AIM:
Can you copy out the material starting at the line that contains "Drop one marker on each instance of the timber" and ending at the line that contains "160], [172, 100]]", swapping "bare tree" for "leafless tree" and leaving everything else unchanged?

[Point annotation records]
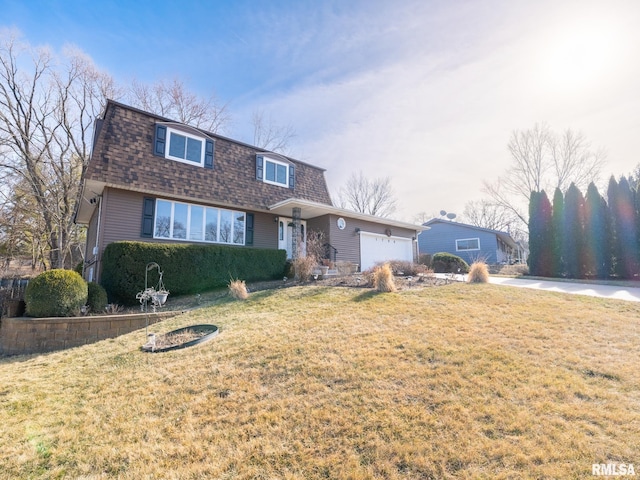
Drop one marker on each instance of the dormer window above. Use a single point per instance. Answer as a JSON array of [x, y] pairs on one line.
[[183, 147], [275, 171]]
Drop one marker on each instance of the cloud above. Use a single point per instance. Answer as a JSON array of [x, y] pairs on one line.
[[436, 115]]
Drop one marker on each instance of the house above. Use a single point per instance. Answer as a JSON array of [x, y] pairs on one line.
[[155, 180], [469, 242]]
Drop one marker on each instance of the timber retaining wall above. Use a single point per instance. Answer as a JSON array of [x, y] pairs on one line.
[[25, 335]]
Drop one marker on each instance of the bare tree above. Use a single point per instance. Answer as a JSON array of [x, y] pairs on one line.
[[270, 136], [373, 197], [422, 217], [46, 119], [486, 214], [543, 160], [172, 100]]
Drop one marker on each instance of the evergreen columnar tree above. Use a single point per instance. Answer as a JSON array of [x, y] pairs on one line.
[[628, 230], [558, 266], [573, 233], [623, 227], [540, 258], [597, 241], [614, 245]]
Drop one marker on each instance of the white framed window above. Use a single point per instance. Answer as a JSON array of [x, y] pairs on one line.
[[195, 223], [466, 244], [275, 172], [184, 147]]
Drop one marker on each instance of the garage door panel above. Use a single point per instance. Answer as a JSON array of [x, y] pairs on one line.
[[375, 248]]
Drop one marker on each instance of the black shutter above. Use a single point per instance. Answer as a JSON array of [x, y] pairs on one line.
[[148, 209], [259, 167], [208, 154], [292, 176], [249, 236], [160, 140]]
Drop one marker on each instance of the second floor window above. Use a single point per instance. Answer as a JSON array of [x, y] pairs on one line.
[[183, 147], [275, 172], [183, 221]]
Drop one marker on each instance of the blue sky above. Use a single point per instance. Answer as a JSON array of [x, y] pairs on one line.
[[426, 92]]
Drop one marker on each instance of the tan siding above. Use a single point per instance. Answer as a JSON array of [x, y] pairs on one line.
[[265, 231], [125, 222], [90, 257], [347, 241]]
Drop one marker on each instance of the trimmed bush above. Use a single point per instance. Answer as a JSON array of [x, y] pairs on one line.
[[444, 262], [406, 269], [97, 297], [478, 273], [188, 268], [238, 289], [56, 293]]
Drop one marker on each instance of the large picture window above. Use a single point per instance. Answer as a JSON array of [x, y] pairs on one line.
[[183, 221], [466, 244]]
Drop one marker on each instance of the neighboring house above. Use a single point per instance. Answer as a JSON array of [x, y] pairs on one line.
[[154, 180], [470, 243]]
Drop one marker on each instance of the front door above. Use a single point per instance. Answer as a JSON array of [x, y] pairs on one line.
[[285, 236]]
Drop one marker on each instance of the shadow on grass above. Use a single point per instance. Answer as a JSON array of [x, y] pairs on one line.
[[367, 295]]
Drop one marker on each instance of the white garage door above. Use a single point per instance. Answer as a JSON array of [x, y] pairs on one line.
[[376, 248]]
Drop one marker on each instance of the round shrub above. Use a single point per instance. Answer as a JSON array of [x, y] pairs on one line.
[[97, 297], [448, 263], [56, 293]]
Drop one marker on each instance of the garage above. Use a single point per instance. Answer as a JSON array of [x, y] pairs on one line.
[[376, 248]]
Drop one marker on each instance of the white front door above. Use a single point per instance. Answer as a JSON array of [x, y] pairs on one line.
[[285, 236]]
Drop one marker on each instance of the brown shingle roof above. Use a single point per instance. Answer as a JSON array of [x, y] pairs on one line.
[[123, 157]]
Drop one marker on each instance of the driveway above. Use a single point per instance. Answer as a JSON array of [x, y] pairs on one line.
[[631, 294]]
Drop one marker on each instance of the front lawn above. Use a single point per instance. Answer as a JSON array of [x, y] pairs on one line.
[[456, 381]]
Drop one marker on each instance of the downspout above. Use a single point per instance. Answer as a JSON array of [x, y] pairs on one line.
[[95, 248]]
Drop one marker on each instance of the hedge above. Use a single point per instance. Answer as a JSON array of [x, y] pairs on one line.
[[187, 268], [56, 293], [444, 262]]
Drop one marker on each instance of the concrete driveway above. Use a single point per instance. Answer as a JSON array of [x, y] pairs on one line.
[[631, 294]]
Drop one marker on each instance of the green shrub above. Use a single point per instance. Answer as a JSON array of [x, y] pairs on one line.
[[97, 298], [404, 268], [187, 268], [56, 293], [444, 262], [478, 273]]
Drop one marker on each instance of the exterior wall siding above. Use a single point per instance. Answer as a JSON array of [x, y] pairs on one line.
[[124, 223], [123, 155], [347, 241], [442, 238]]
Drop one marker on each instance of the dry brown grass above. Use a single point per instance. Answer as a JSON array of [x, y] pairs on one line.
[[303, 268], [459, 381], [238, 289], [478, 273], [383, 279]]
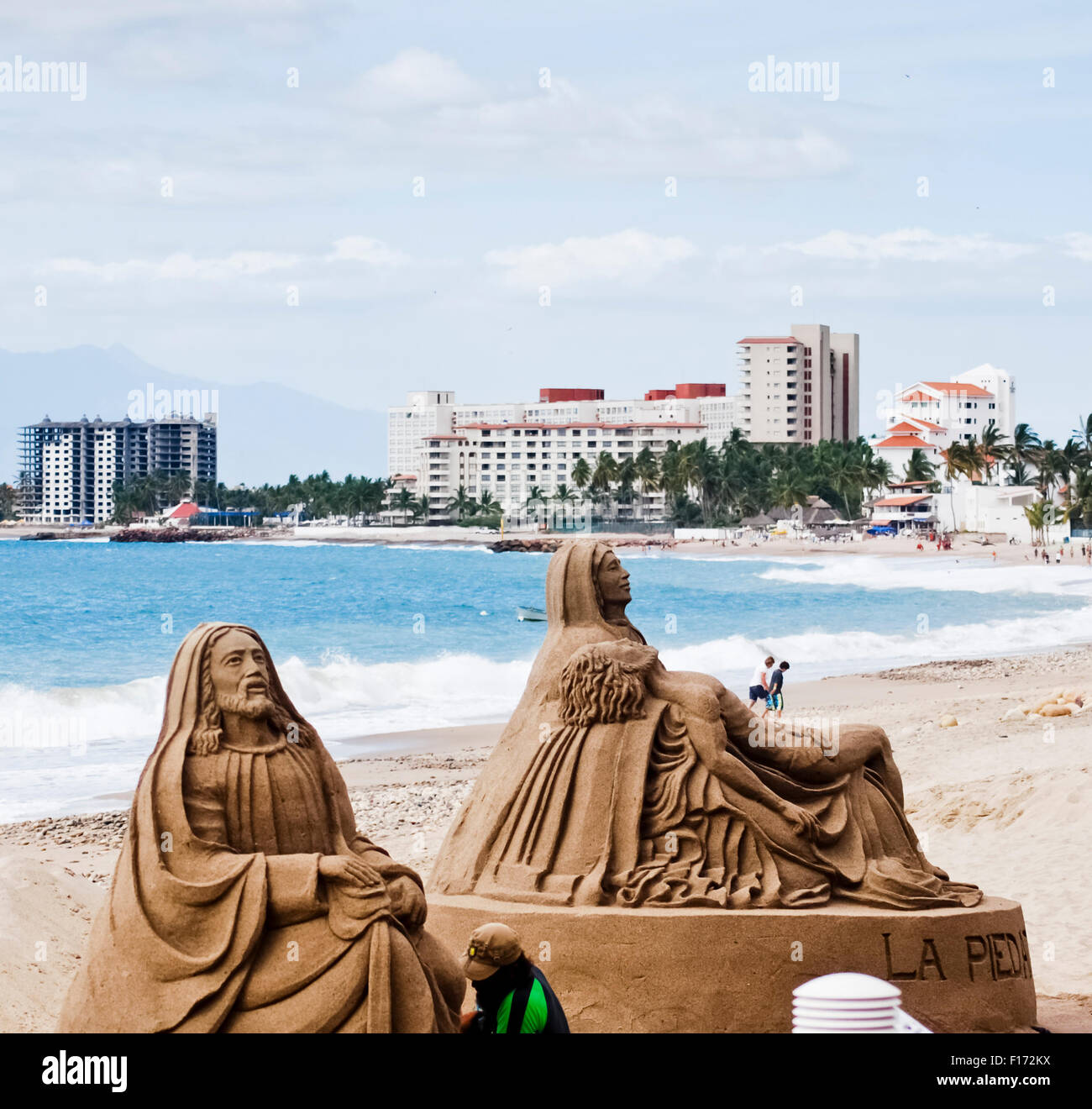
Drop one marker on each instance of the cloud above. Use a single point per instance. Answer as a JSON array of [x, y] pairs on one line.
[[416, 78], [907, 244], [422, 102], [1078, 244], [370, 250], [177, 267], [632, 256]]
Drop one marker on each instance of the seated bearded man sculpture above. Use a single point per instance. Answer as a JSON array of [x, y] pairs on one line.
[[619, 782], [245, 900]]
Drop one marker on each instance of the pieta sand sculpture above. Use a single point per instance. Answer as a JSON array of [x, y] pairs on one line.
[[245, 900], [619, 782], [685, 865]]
---
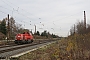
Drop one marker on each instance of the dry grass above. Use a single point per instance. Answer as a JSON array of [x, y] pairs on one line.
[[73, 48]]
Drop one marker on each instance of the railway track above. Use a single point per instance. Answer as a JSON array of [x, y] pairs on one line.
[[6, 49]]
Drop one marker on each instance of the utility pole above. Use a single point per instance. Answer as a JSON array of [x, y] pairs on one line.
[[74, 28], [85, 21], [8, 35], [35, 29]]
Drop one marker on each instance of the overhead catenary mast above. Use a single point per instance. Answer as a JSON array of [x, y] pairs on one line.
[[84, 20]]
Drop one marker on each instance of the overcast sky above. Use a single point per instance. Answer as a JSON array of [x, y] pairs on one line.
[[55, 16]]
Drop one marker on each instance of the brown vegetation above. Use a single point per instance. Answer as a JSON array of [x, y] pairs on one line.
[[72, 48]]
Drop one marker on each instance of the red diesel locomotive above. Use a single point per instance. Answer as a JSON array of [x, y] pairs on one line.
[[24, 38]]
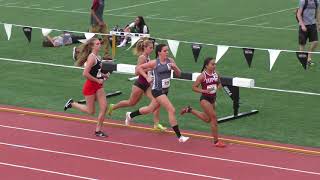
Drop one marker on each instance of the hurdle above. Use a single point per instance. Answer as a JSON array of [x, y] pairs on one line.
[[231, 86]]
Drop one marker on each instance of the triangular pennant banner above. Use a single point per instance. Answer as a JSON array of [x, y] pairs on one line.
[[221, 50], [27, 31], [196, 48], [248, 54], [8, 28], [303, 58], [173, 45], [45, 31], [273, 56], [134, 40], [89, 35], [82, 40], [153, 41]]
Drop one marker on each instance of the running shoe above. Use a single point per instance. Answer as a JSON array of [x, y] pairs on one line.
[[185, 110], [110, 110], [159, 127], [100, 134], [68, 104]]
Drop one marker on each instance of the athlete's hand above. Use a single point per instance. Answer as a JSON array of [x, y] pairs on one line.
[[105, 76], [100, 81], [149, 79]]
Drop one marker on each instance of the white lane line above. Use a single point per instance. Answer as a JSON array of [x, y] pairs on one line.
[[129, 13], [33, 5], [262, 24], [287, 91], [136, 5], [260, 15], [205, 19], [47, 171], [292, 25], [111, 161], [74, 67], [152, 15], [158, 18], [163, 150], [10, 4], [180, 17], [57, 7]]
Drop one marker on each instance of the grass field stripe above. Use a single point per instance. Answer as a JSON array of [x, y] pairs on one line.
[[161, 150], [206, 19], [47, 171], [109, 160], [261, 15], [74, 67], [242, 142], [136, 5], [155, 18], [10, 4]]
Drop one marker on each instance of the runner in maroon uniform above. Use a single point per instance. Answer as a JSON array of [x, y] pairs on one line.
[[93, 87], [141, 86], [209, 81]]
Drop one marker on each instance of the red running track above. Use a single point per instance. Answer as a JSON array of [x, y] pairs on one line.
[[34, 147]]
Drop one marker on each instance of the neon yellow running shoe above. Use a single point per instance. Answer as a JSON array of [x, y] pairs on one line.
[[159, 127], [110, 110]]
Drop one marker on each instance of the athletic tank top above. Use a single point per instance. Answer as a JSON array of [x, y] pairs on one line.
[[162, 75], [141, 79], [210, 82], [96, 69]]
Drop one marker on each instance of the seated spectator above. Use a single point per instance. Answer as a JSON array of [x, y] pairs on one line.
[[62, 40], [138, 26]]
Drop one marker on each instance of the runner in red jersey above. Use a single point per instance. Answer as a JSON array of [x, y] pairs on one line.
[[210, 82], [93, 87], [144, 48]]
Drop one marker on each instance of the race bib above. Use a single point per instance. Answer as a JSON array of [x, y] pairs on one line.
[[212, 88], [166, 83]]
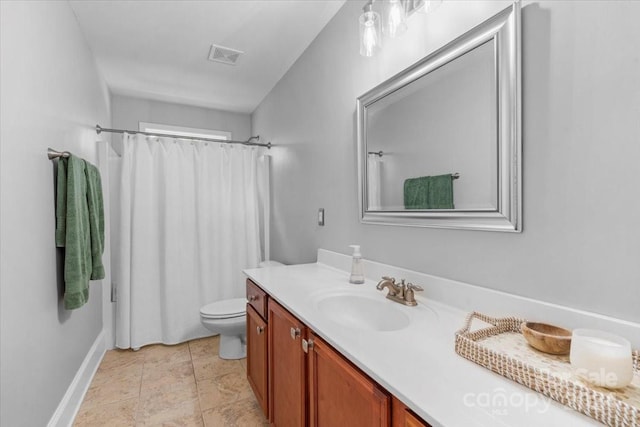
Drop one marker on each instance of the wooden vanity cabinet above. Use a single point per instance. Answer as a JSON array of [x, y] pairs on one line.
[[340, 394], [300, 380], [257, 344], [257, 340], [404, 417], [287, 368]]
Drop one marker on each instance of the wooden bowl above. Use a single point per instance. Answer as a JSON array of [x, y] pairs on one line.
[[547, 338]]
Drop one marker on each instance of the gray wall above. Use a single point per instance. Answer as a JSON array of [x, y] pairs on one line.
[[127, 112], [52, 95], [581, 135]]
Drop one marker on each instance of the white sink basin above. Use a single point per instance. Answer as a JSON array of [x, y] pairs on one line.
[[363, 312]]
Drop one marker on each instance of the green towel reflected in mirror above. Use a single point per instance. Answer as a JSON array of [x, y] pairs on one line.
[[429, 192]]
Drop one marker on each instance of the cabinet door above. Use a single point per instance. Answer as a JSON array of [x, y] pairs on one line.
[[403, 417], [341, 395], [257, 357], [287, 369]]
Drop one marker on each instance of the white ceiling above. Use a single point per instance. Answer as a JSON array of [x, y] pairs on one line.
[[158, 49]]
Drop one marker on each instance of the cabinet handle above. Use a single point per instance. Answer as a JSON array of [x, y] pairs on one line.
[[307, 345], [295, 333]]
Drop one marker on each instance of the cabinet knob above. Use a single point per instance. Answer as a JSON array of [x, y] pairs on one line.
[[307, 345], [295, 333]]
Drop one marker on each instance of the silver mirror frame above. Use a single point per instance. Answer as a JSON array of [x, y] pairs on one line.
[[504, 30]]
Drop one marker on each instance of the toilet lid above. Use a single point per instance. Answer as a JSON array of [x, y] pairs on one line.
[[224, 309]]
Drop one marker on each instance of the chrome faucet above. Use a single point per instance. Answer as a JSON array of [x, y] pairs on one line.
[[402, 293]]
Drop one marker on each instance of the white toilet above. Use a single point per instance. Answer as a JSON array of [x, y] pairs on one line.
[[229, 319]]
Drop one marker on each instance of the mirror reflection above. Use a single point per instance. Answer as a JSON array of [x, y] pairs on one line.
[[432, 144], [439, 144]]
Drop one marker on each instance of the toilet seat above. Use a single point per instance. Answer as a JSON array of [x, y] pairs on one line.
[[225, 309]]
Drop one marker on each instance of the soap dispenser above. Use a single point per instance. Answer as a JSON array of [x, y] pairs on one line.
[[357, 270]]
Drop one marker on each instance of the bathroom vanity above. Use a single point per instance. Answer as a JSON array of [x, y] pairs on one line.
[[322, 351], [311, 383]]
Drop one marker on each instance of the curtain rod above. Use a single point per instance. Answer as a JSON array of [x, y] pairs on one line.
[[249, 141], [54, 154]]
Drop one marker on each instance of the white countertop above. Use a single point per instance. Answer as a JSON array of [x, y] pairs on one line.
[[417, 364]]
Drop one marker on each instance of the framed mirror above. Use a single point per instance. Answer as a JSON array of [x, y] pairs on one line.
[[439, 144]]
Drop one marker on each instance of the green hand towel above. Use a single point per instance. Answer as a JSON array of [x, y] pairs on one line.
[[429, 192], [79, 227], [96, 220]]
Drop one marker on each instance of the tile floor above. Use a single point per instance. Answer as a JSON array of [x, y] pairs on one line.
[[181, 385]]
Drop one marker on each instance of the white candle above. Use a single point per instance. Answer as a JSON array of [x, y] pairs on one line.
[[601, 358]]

TASK RESPONSE:
Drop one marker on each instance of the timber retaining wall above. Use a single point per instance. Answer as a JSON array of [x, y] pairs on one line.
[[25, 335]]
Drop one marker on each instance of the leafless tree above. Use a single point per instance. Answer as a JSON array of [x, y] pairs on one line.
[[270, 136], [373, 197], [422, 217], [46, 119], [486, 214], [543, 160], [172, 100]]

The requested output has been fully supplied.